--- TEXT UNDER STUDY Enclosed Below ---
Getting into Compliance

There are five main methods people/businesses use to get into compliance. Four of these methods are perfectly legitimate as long as you meet the requirements for the particular mechanism of disclosure. The fifth alternative, which is called a Quiet Disclosure a.k.a. Silent Disclosure a.k.a. Soft Disclosure, is ill-advised as it is illegal and very well may result in criminal prosecution.

We are going to provide a brief summary of each program below. We have also included links to the specific programs. If you are interested, we have also prepared very popular “FAQs from the Trenches” for FBAR, OVDP and Streamlined Disclosure reporting. Unlikes the technical jargon of the IRS FAQs, our FAQs are based on the hundreds of different types of issues we have handled over the many years that we have been practicing international tax law and offshore disclosure in particular.

After reading this webpage, we hope you develop a basic understanding of each offshore disclosure alternative and how it may benefit you to get into compliance. We do not recommend attempting to disclose the information yourself as you may become subject to an IRS investigation insofar as you will have to answer questions directly to the IRS, which you can avoid with an attorney representative.

If you retain an attorney, then you will get the benefit of the attorney-client privilege which provides confidentiality between you and your representative. With a CPA, there is a relatively small privilege which does provide some comfort, but the privilege is nowhere near as strong as the confidentiality privilege you enjoy with an attorney.

Since you will be dealing with the Internal Revenue Service and they are not known to play nice or fair – it is in your best interest to obtain an experienced Offshore Disclosure Attorney.

1. OVDP 

OVDP is the Offshore Voluntary Disclosure Program — a program designed to facilitate taxpayer compliance with IRS, DOT, and DOJ International Tax Reporting and Compliance. It is generally reserved for individuals and businesses who were “Willful” (aka intentional) in their failure to comply with U.S. Government Laws and Regulations.

The Offshore Voluntary Disclosure Program is open to any US taxpayer who has offshore and foreign accounts and has not reported the financial information to the Internal Revenue Service (restrictions apply). There are some basic program requirements, with the main one being that the person/business who is applying under this amnesty program is not currently under IRS examination.
--- End of Enclosed TEXT UNDER STUDY ---
--- DATA PROVIDED Enclosed Below ---
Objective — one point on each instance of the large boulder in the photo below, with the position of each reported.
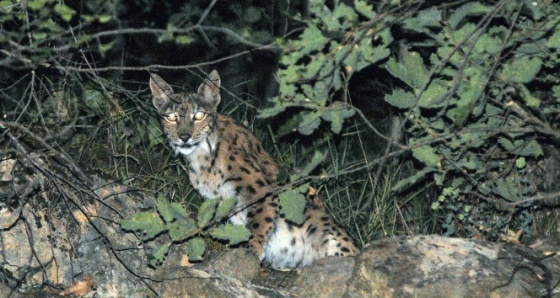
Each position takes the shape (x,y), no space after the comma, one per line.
(61,239)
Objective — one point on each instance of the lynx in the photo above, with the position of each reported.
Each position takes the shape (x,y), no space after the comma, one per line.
(225,160)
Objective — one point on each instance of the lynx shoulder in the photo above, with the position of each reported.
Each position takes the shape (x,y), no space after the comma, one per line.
(225,160)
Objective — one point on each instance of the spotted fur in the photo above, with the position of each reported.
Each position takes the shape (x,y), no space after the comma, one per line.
(225,160)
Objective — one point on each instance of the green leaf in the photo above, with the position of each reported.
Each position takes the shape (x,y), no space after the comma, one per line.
(364,8)
(425,18)
(158,255)
(310,123)
(521,70)
(64,11)
(232,233)
(505,189)
(411,70)
(36,4)
(554,40)
(529,98)
(182,229)
(290,125)
(225,207)
(434,206)
(312,39)
(252,14)
(196,249)
(337,116)
(164,209)
(184,39)
(532,148)
(520,162)
(206,212)
(470,8)
(400,99)
(427,155)
(104,18)
(149,223)
(434,96)
(292,205)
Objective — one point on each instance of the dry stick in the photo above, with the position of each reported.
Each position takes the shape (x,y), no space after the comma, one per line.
(41,141)
(62,191)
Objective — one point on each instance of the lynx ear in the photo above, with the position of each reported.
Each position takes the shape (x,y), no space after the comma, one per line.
(210,89)
(160,90)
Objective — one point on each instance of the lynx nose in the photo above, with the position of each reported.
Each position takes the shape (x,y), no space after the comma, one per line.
(184,137)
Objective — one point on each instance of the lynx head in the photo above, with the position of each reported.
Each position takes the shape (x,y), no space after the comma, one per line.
(188,119)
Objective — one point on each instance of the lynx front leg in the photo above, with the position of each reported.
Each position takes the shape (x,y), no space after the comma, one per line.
(261,222)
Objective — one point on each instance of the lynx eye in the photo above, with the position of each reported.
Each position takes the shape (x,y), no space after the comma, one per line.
(171,117)
(199,116)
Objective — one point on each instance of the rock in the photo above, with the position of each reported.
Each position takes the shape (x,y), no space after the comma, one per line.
(55,243)
(434,266)
(327,277)
(241,264)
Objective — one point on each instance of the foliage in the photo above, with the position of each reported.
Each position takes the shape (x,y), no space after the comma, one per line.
(180,225)
(470,85)
(474,84)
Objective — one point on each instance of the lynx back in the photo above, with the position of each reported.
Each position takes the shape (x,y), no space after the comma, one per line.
--- End of Enclosed DATA PROVIDED ---
ACTIVITY 1 -
Answer these questions about the getting-into-compliance passage:
(a) How many of the five methods does it call perfectly legitimate?
(b) What does the abbreviation OVDP stand for?
(c) What is the main requirement for a person or business applying under OVDP?
ACTIVITY 2 - Continue the passage on getting into compliance from where it stops.

EXERCISE OUTPUT 1 -
(a) Four.
(b) Offshore Voluntary Disclosure Program.
(c) The person or business must not currently be under IRS examination.

EXERCISE OUTPUT 2 -
The reason is simple: OVDP is a voluntary program and if you are only entering because you are already under IRS examination, then technically, you are not voluntarily entering the program – rather, you are doing so under duress.

Any account that would have to be included on either the FBAR or 8938 form as well as additional income generating assets such as rental properties are accounts that qualify under OVDP. It should be noted that the requirements are different for the modified streamlined program, in which the taxpayer penalties are limited to only assets that are actually listed on either an FBAR or 8938 form; thus the value of a rental property (reduced by any outstanding mortgage) would not be calculated into the penalty amount in a streamlined application, but it would be applicable in an OVDP submission.

An OVDP submission involves the failure of a taxpayer(s) to report foreign and overseas accounts such as: Foreign Bank Accounts, Foreign Financial Accounts, Foreign Retirement Accounts, Foreign Trading Accounts, Foreign Insurance, and Foreign Income, including 8938s, FBAR, Schedule B, 5741, 3520, and more.

What is Included in the Full OVDP Submission?

The full OVDP application includes:

  • Eight (8) years of Amended Tax Return filings;
  • Eight (8) Years of FBAR (Foreign Bank and Account Reporting Statements);
  • Penalty Computation Worksheet; and
  • Various OVDP specific documents in support of the application.

Under this program, the Internal Revenue Service wants to know all of the income that was generated under these accounts that were not properly reported previously. The way the taxpayer accomplishes this is by amending tax returns for eight years.

Generally, if the taxpayer has not previously reported his accounts, then there are common forms which were probably excluded from the prior year’s tax returns and include 8938 Forms, Schedule B forms, 3520 Forms, 5471 Forms, 8621 Forms, as well as proof of filing of FBARs (Foreign Bank and Financial Account Reports).

OVDP Penalties

The taxpayer is required to pay the outstanding tax liability for the eight years within the disclosure period – as well as payment of interest along with another 20% penalty on that amount (for nonpayment of tax). To give you an example, let’s pick one tax year during the compliance period. If the taxpayer owed $20,000 in taxes for year 2014, then they would also have to include in the check the amount of $4,000 to cover the 20% penalty, as well as estimated interest (which is generally averaged at about 3% per year). This must be done for each year during the compliance period.

Then there is the “FBAR/8938” Penalty. The Penalty is 27.5% (or 50% if any of the foreign accounts are held at an IRS “Bad Bank) on the highest year’s “annual aggregate total of unreported accounts (accounts which were previously reported are not calculated into the penalty amount).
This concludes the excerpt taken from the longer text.